*Work request:* Decide whether each statement agrees with the MRSA passage, answering yes or no and quoting the passage's deciding words. (a) CA-MRSA is often isolated from healthy people. (b) The mecA gene is sometimes found outside SCC-mec. (c) The recombinases ccrA and ccrB carry out the excision and integration of SCC-mec within the bacterial chromosome.
Exercise text Start Marker
Recently, the appearance of endemic community-acquired MRSA (CA-MRSA) has been reported (13, 16, 20). In contrast to hospital-acquired MRSA (HA-MRSA), CA-MRSA is frequently isolated from healthy people. Most of these strains are susceptible to several older but clinically important antibiotics (20). An additional characteristic of CA-MRSA strains potentially explaining their emergence is the carriage of exotoxins (3), in particular Panton-Valentine leukocidin (PVL) (20, 21), which is involved in recurrent skin and soft tissue infections or lethal necrotizing pneumonia (4).

The genetic basis of the methicillin resistance of MRSA isolates is the presence of mecA, a gene coding for the low-affinity penicillin-binding protein PBP2', which is invariably located on a mobile genetic element designated SCC-mec (staphylococcal cassette chromosome mec) (11), flanked by terminal inverted and direct repeats (9). This element contains two site-specific cassette chromosome recombinases, ccrA and ccrB, responsible for the precise excision and integration of SCC-mec within the bacterial chromosome (11).
Exercise text End Marker
Information shown Start Marker
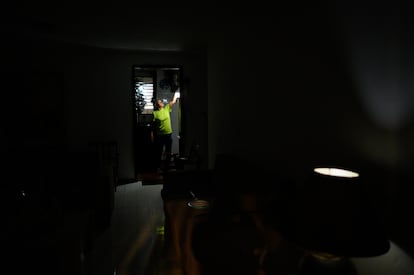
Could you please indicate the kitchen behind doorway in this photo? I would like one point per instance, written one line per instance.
(151, 83)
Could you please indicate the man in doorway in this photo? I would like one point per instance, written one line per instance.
(161, 134)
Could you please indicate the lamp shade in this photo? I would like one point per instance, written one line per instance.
(333, 215)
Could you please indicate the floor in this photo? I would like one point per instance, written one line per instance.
(133, 243)
(137, 243)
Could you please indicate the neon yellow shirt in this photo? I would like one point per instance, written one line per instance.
(163, 120)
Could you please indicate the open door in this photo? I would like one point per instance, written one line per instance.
(149, 84)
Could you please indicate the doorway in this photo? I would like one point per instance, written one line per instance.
(152, 82)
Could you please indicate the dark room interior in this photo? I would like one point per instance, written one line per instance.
(268, 93)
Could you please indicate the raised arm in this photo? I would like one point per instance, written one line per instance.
(174, 99)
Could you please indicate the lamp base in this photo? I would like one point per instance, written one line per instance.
(325, 264)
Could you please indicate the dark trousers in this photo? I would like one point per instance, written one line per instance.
(163, 142)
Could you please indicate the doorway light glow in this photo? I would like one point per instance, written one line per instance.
(336, 172)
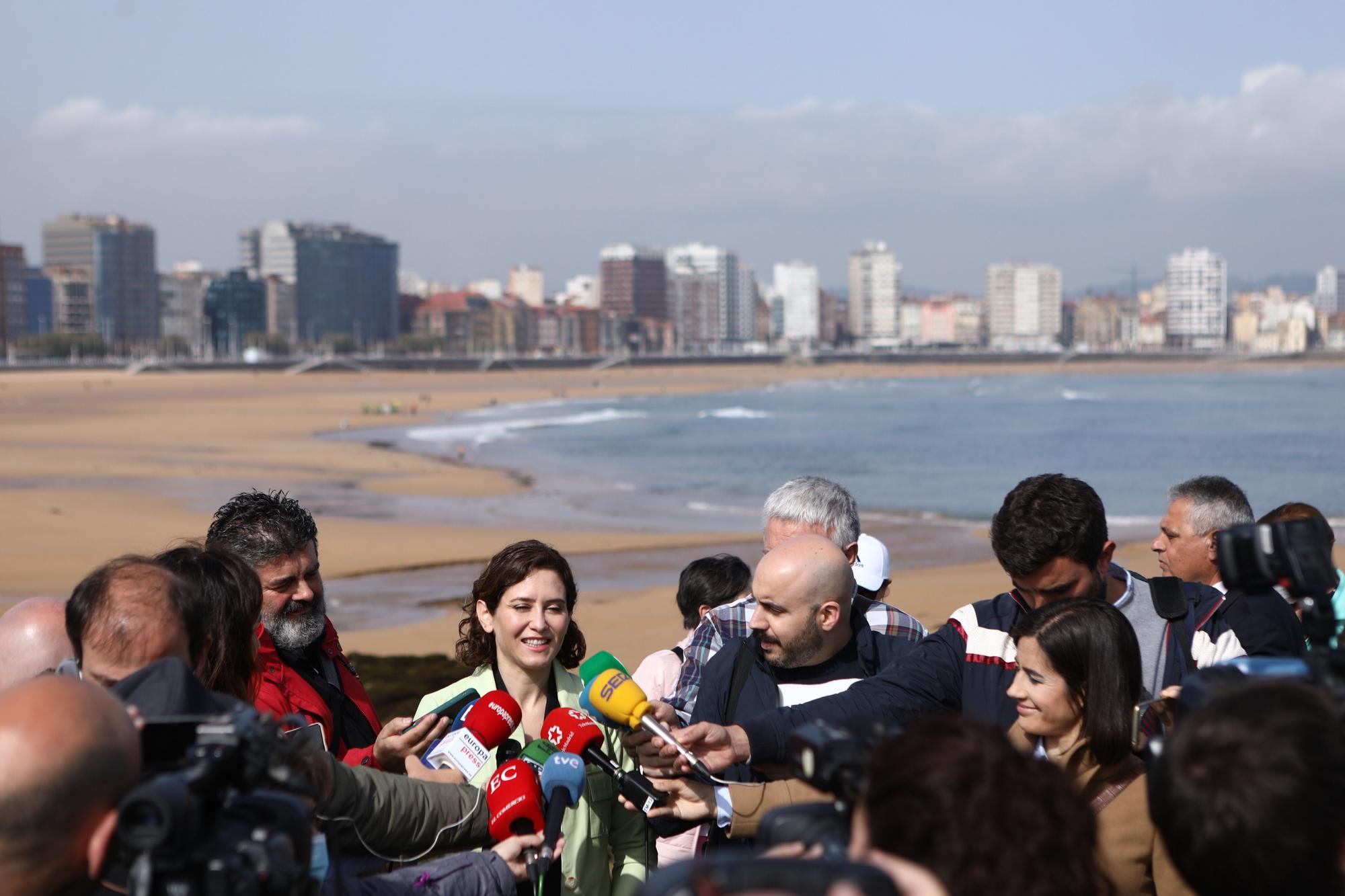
Information shown End Marker
*Solution to the problem:*
(a) Yes: "CA-MRSA is frequently isolated from healthy people."
(b) No: "invariably located on a mobile genetic element designated SCC-mec"
(c) Yes: "responsible for the precise excision and integration of SCC-mec within the bacterial chromosome"